> _Text block_
The additional services offered by Liquidation.com was a major reason N.E.W. switched to the company, Miller says. “Our traditional partners collected the salvage and then sold it off,” he says. In contrast, Liquidity Services grouped like items together before auctioning them off. “That changed the value proposition for the buyer. Now a buyer is buying a palette or two palettes of similar products-boom boxes, TVs, or laptop computers-versus a mixed bag.”
Just which method of liquidation a retailer chooses depends on many factors. “Everyone has a different need to solve the same problem-the problem being excess inventory,” Wingo says. “What really changes how they operate is channel conflict, how fast they want to sell things and other complexities around the logistics.”

> _Task details_
Carry on the passage about liquidating excess retail inventory from the point where it stops. The material plays no part in this.

> _Provided material_
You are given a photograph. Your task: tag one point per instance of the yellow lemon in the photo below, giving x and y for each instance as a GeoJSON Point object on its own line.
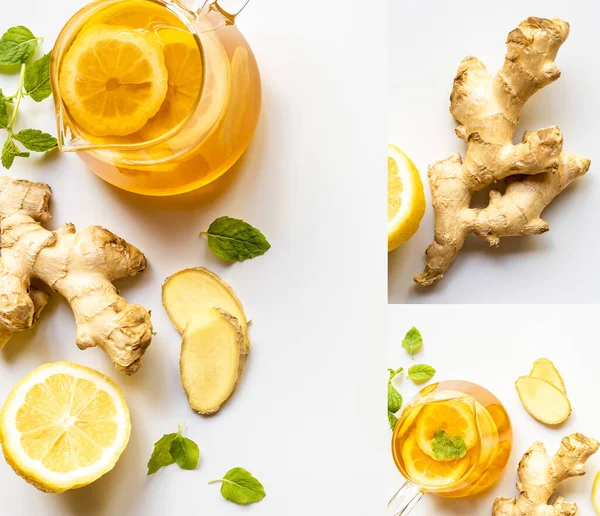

> _Result for this task_
ChannelAdvisor operates Direct2Wholesale, a network of business-to-business auction sites that connect manufacturers and retailers with qualified buyers of surplus. “We help retailers and manufacturers figure out what the right fit is for them,” Wingo says. “Should they be doing eBay? Should they be doing a private marketplace? Is Liquidation.com, where you’re moving it to smaller people, the way to go?”
Retailers who can’t ship single units might turn to online liquidators such as Liquidation.com or Overstock, while those who can ship individual units might use eBay to sell off excess stock, he says. “If they’re only going to sell a truckload, that limits what they can do,” Wingo says. “You’re not going to put a truckload on eBay.”
Despite the advantages offered by online liquidation sites, it’s unlikely that they will replace traditional liquidators any time soon, observers say. They represent only about $1 billion of what is estimated to be an $80 billion market, Wingo says.
Liquidators selling to liquidators
Most traditional liquidators have a depth of knowledge and long-term relationships-for example, contacts for selling out-of-stock and discontinued items outside the U.S.-that online liquidation sites don’t have, Blumberg says.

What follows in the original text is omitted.